__EXERCISE AIM__: The required lines are those that contain "below"; pull them out of the data and copy them.

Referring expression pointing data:
==*==

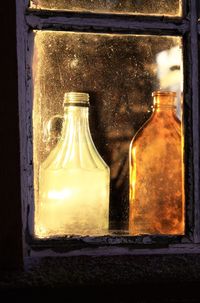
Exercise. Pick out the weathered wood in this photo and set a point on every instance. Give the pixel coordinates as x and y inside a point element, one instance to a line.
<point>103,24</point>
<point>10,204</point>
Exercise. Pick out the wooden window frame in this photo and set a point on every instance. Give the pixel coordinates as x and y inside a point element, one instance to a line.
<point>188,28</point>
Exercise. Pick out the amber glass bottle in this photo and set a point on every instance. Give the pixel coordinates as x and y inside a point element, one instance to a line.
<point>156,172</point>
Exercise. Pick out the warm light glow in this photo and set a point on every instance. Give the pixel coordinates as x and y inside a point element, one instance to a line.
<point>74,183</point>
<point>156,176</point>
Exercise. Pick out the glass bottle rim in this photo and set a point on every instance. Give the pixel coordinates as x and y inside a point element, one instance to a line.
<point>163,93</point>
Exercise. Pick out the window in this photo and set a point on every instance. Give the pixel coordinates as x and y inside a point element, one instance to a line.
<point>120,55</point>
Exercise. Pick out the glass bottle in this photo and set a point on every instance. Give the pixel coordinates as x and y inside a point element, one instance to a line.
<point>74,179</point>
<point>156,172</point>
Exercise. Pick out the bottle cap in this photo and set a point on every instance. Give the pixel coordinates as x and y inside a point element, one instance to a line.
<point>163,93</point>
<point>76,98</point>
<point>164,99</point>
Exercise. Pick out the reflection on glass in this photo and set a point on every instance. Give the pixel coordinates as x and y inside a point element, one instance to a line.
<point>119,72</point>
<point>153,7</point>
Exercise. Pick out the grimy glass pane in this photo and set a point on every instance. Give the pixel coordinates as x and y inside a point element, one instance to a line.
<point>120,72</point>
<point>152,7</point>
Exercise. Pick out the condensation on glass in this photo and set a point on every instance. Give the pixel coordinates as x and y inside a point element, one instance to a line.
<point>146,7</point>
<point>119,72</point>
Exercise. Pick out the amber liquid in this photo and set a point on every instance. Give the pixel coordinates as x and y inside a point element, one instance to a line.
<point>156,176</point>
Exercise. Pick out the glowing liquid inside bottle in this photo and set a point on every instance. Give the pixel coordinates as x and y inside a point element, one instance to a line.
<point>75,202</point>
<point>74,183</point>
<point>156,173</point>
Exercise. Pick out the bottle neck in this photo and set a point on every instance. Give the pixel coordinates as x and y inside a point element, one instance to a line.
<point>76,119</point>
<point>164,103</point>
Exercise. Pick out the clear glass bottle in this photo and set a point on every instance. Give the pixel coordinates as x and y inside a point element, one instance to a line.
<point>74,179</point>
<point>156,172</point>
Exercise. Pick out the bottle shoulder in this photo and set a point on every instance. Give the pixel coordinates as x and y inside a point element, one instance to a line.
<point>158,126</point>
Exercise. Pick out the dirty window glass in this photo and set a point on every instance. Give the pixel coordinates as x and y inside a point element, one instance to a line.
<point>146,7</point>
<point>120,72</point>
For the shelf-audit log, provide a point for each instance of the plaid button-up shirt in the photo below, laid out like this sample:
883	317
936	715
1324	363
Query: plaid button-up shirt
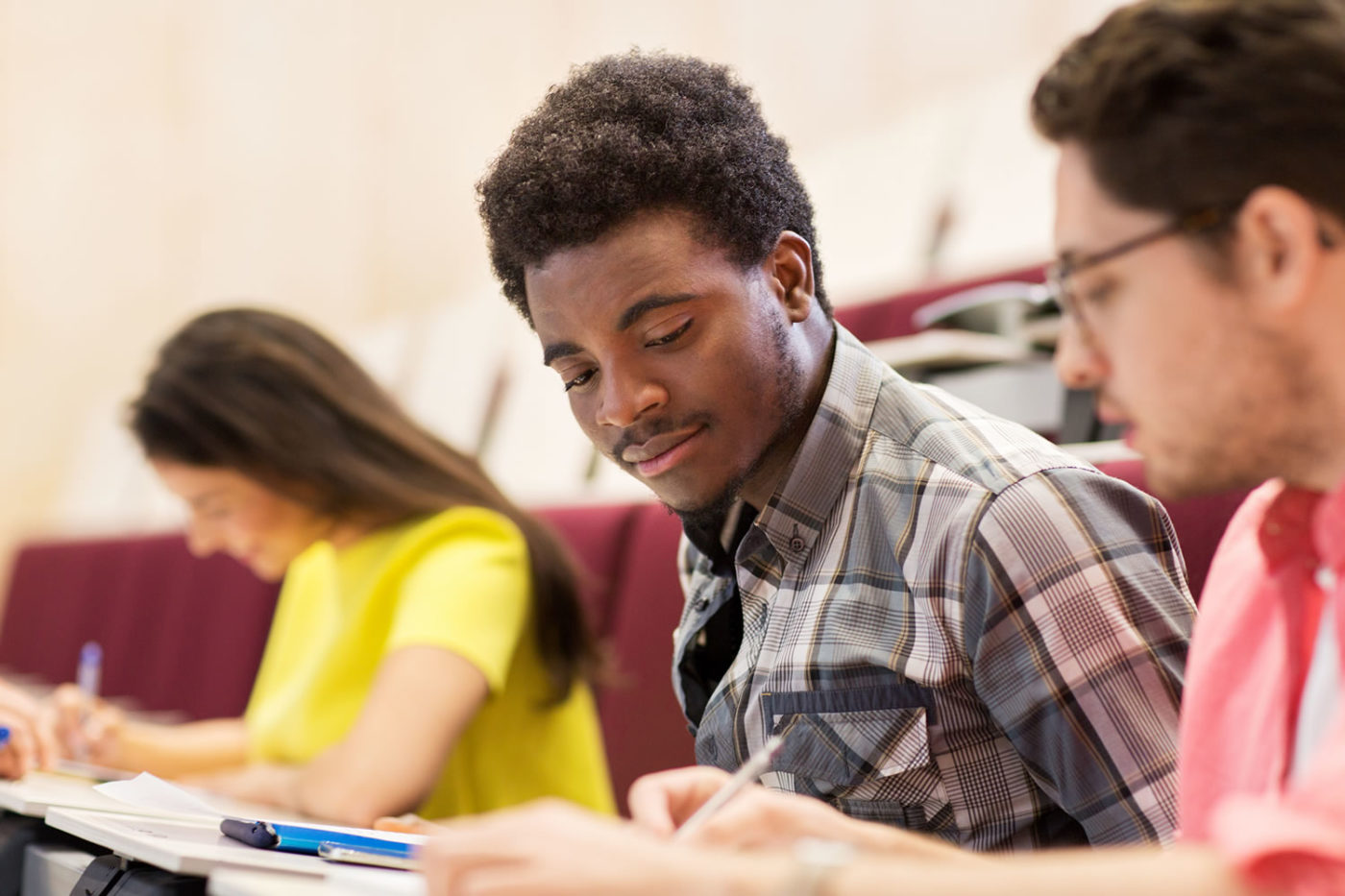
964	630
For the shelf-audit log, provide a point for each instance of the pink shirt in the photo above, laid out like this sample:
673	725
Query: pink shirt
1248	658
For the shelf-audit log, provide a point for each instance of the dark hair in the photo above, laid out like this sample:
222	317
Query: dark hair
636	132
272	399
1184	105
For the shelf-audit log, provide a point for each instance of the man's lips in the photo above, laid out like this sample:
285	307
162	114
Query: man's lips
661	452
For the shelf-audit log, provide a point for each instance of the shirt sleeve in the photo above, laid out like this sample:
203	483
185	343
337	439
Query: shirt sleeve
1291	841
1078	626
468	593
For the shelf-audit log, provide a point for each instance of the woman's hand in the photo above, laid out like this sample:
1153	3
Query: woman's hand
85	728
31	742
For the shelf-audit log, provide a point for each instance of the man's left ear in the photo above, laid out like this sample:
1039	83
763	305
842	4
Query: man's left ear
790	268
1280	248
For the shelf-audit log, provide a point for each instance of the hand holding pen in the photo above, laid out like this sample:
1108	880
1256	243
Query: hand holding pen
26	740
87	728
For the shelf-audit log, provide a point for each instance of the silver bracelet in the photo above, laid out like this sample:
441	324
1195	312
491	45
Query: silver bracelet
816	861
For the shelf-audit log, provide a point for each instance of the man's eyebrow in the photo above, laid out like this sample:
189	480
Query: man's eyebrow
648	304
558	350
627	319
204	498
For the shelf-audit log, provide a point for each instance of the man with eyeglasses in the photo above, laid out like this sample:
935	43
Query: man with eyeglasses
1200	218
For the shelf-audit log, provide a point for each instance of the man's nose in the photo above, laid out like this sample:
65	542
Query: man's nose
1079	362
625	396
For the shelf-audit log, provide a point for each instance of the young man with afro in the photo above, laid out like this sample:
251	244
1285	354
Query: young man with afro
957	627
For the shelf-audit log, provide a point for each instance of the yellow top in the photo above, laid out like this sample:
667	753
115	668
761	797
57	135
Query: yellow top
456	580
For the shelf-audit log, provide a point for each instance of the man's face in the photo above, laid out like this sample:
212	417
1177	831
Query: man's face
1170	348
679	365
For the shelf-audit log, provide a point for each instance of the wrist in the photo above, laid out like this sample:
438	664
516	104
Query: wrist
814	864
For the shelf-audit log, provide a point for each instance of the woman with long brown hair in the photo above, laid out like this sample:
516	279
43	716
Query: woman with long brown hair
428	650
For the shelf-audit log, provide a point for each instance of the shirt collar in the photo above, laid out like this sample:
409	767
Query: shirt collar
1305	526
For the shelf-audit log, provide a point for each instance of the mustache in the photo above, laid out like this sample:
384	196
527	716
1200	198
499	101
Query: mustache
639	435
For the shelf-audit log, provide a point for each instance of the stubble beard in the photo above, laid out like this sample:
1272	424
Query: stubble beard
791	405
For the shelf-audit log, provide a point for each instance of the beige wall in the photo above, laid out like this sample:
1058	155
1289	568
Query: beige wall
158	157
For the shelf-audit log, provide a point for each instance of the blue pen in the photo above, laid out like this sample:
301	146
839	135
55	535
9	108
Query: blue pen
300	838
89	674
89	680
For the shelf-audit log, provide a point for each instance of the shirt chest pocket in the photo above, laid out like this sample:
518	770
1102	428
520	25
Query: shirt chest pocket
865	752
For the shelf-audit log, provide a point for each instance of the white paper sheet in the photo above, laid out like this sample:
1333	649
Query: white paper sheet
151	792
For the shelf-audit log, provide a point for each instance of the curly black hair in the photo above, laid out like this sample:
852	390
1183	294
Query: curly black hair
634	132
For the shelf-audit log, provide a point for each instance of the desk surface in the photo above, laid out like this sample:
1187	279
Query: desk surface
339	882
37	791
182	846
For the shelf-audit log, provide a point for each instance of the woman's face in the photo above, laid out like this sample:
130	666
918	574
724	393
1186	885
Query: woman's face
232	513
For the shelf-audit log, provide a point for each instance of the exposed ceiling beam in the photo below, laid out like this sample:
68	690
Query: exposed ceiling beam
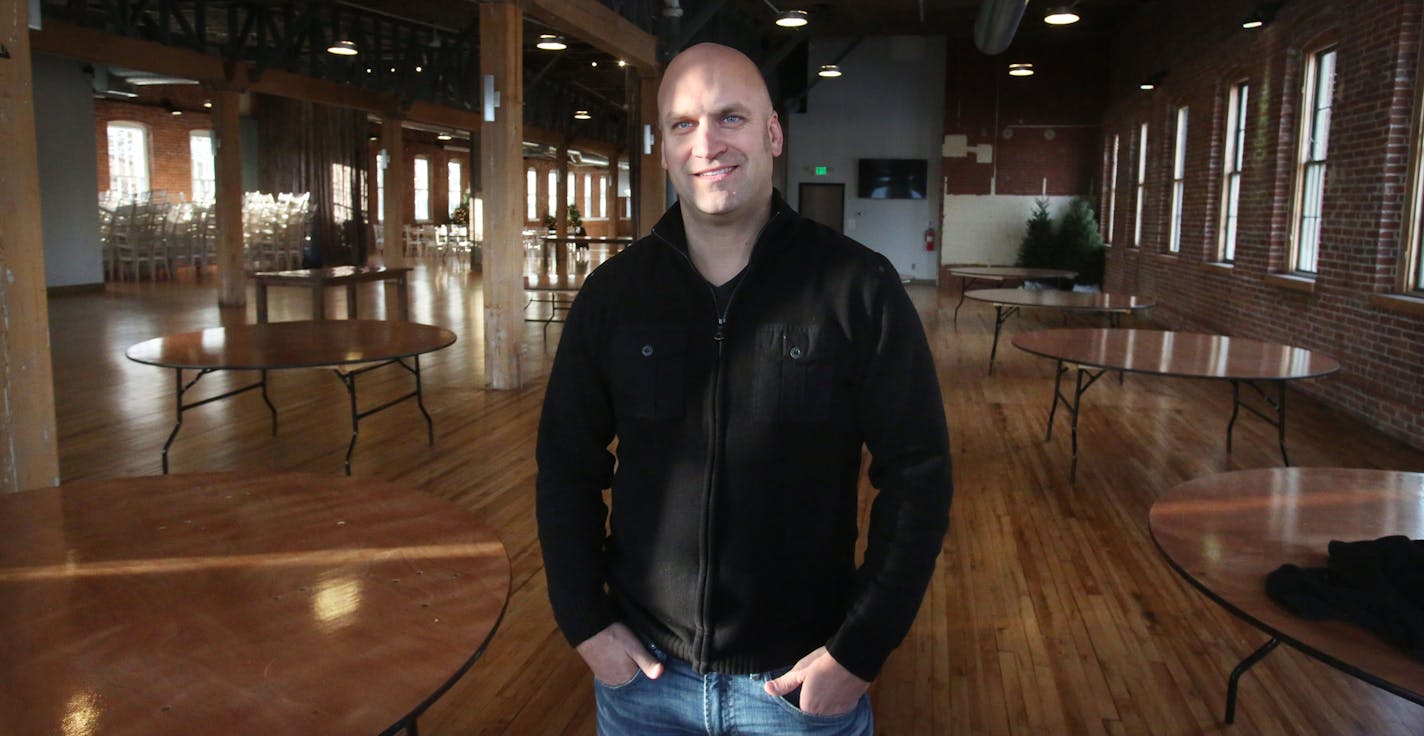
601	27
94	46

==*==

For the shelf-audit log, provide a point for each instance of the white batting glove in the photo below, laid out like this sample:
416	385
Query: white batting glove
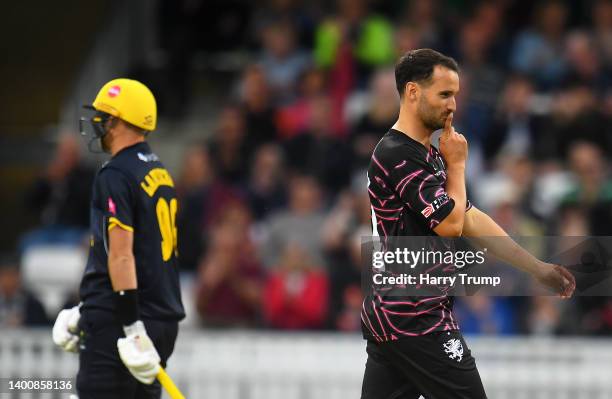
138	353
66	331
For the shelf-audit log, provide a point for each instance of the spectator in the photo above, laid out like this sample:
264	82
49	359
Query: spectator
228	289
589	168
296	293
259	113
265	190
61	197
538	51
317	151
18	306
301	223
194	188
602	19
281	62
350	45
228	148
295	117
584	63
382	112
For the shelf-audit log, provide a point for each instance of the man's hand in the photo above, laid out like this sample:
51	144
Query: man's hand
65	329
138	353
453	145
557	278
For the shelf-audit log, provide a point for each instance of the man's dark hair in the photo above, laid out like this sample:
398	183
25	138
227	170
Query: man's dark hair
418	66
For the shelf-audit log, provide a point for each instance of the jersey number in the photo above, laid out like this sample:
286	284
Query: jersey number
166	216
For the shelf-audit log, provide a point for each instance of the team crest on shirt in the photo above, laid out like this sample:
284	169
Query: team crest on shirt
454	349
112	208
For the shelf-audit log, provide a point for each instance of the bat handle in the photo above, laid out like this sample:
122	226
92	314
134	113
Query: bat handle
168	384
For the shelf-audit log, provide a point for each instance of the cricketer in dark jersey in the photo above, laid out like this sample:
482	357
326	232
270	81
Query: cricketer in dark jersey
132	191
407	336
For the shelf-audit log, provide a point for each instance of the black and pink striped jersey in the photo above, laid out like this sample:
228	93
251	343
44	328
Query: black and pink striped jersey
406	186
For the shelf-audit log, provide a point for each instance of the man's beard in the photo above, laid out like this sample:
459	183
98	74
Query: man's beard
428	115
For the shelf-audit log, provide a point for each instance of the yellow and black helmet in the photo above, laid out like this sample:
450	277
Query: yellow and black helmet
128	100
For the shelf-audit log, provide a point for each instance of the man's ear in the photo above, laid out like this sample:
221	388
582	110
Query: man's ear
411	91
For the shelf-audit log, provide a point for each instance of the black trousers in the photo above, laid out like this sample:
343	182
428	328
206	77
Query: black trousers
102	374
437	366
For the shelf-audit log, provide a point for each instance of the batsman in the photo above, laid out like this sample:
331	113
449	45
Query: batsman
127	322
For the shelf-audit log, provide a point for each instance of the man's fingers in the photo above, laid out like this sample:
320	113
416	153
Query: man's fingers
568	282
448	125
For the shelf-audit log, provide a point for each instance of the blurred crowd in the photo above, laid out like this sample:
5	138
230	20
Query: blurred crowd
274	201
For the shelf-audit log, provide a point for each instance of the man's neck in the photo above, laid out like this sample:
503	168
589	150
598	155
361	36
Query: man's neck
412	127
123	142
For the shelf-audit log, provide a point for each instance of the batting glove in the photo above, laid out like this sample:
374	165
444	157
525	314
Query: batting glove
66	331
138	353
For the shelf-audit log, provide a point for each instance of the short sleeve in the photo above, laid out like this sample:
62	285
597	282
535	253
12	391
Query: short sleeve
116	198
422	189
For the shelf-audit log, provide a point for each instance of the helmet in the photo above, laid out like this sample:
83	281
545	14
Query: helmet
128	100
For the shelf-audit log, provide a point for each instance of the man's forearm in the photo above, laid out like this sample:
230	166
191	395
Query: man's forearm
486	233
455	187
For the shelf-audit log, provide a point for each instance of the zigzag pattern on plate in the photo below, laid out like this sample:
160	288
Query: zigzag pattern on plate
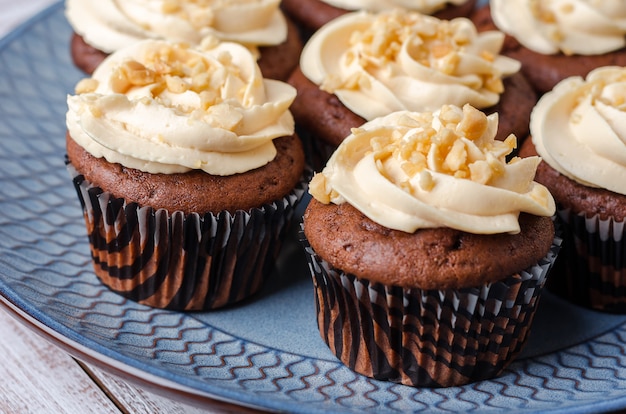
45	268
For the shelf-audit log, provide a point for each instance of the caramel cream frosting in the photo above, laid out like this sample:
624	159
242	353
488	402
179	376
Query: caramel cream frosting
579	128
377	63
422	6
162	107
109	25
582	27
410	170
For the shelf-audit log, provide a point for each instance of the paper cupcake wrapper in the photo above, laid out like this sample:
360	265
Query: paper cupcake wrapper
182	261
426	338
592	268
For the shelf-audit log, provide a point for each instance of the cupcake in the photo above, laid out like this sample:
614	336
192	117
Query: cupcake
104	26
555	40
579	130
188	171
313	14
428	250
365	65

==*==

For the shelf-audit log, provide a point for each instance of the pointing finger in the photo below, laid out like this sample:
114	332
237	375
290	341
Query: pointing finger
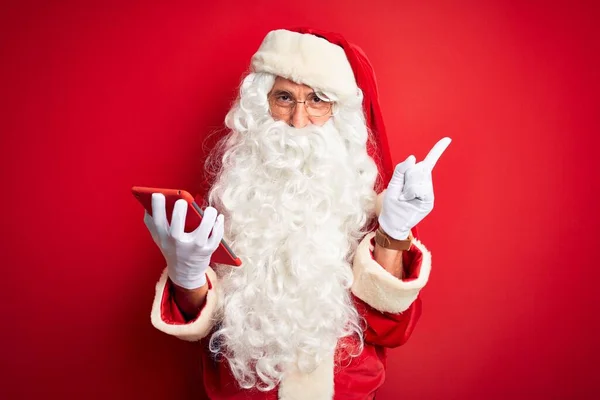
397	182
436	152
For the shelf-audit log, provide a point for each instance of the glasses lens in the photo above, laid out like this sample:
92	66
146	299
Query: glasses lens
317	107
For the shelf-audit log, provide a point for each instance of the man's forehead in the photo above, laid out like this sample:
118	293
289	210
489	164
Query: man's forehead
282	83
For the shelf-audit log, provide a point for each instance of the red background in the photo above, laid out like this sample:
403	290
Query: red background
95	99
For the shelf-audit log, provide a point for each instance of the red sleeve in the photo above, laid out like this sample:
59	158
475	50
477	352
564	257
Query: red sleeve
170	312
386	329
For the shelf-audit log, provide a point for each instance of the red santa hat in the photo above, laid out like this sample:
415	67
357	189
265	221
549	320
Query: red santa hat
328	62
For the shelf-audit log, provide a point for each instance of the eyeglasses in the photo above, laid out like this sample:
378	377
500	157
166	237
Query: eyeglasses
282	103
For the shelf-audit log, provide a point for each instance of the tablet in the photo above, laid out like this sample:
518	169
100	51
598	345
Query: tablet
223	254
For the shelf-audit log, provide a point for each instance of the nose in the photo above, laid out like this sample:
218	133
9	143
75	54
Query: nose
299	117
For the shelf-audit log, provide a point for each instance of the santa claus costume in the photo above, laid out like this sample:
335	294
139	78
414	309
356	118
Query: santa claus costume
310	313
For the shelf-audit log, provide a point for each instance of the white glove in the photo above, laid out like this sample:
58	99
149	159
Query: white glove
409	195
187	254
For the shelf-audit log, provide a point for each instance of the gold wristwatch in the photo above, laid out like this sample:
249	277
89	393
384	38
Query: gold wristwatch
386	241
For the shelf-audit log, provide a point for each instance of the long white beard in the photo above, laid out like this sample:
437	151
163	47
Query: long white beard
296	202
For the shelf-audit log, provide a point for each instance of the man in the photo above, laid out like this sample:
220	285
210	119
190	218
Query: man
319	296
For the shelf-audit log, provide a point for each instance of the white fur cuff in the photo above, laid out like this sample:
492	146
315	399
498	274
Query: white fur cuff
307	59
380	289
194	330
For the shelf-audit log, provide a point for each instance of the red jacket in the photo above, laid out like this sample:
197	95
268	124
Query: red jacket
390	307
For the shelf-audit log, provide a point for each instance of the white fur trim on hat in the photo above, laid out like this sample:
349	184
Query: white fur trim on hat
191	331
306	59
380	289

==*==

__COMPLETED EXERCISE__:
For the shelf-audit log, provide a point for each instance of the plaid button-up shirt in the photo below, laid out like this sample:
For the shelf-audit log, provide a point for each instance of the exposed ceiling beam in the photo below, laid out like this sample:
For the shelf-audit log, provide a point for each instance of the white batting glove in the photo below, laid out like this sample:
For the shelf-audit log, provide a point for each instance of the zigzag pattern on plate in the photo below, laid out like this sample:
For the shelf-audit log, provide a point for each instance of the pointing finger in the photo below, laid out like this sample:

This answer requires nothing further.